### [What needs to be done]
The records should be written out in full, with nothing altered.

#### Record list ####

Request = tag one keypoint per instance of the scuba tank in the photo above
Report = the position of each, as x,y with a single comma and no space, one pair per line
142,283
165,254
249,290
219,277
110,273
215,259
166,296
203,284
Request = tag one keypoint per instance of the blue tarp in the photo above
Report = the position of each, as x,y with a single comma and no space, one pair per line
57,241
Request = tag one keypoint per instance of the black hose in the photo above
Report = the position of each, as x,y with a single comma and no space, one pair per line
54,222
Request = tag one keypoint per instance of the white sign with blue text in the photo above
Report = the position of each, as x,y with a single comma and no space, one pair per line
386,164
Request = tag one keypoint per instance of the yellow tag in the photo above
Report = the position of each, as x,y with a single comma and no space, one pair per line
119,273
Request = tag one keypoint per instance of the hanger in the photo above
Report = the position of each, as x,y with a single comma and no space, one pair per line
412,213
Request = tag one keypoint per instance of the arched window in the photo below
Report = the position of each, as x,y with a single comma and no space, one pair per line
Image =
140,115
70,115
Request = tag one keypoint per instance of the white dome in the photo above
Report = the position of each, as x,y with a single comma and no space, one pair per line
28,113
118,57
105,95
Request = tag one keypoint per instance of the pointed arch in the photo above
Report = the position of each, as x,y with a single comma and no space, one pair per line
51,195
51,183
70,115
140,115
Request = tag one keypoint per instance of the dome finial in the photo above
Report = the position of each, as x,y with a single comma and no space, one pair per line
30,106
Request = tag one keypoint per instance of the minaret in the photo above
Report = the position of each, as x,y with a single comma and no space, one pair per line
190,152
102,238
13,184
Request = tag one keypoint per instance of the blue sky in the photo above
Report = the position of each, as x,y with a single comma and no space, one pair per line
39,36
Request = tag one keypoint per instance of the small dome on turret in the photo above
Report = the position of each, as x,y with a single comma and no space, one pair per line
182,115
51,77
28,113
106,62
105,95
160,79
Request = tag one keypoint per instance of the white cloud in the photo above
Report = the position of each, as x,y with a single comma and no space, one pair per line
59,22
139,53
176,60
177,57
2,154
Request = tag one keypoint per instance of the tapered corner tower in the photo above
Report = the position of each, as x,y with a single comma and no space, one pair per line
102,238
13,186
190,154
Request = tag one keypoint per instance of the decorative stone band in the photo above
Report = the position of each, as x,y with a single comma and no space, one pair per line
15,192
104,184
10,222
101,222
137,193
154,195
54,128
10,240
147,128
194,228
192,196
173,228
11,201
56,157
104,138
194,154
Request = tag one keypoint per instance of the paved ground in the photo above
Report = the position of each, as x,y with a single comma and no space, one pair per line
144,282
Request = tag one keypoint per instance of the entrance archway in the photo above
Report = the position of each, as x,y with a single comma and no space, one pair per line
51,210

####

### [Solved exercise]
Request = tag one keypoint per instance of the scuba tank in the photo above
Report = the position of each, as x,y with a single comma and no space, one pair per line
142,283
165,254
249,290
219,277
110,273
215,259
166,296
203,284
Request = tag one keypoint per instance of the blue tarp in the photo above
Report = the position of each, as x,y with a single comma and no space, one pair per line
57,241
Request = tag one keypoint per instance of the black hose in the photo above
Report = the position of each, as x,y with a single comma and no space, one pair per line
54,222
Request = tag one keypoint per instance of the white sign with blue text in the photo above
Report = the position of each, as x,y with a single comma and no space, one pair per line
386,164
Request = tag one keypoint per instance of the yellow tag in the photo above
Report = the position of each, as x,y with a single comma and no space, one pair per line
119,273
Request = tag one keypoint per instance of the hanger in the photo above
Report = the position of each, as x,y with a single comma and no space, one pair per line
412,213
Request = tag one keypoint per instance of the arched window in the photo below
Report = the position of each, as x,y with a single comma and no space, one pair per line
Image =
140,115
70,115
Request = tag one keypoint per instance of the white dome in the photo above
Report = the position of each, as x,y with a single comma and no space, one pair per line
28,113
118,57
105,95
Request = tag one keypoint per instance of the pointed arch in the photo above
Report = the position of each, as x,y with a single comma and no space, one pair per line
51,195
51,183
70,115
140,115
Request = tag one keypoint per instance of the dome finial in the photo above
Report = the position of each, as x,y with a single comma and no space, one pair per line
30,106
Request = tag one keypoint per instance of the minaret in the photo above
Report = the position of each, as x,y with a single comma and no space, one pair per line
190,152
102,238
13,184
Request = tag one keypoint per instance of the blue sky in the photo above
Report = the position of each, as x,y with a single comma and no space, one pair per line
39,36
Request = tag one keypoint per instance of the small dome on turret in the photo above
Report = the position of each, as x,y with a single comma and no space, one pair per line
182,115
51,77
28,113
106,62
105,95
160,79
Request = tag one keypoint per instance of the white cloud in the photo above
Report = the position of each, as x,y with a single comma and no space, one pair per line
59,22
139,53
176,60
177,57
2,154
Request = tag one keypoint per instance of the tapered corner tower in the photo above
Report = the position of each, as x,y with a single comma and no space, one pair per line
102,238
13,186
190,154
Request = tag one keypoint per instance of the decorative stone band in the photo above
Report = the position of each, as x,y with a single comma and no space, one pair per line
15,192
104,184
10,222
101,222
137,193
154,195
54,128
10,240
147,128
194,228
192,196
173,228
11,201
56,157
104,138
194,154
Request = tag one keypoint per instance of the paved ground in the photo above
Report = the position of each, as x,y with a single comma and no space, one pair per line
144,282
Request = tag one keypoint per instance of the entrance archway in the photo above
Report = the position of each, as x,y with a single comma and no space, one pair per line
51,210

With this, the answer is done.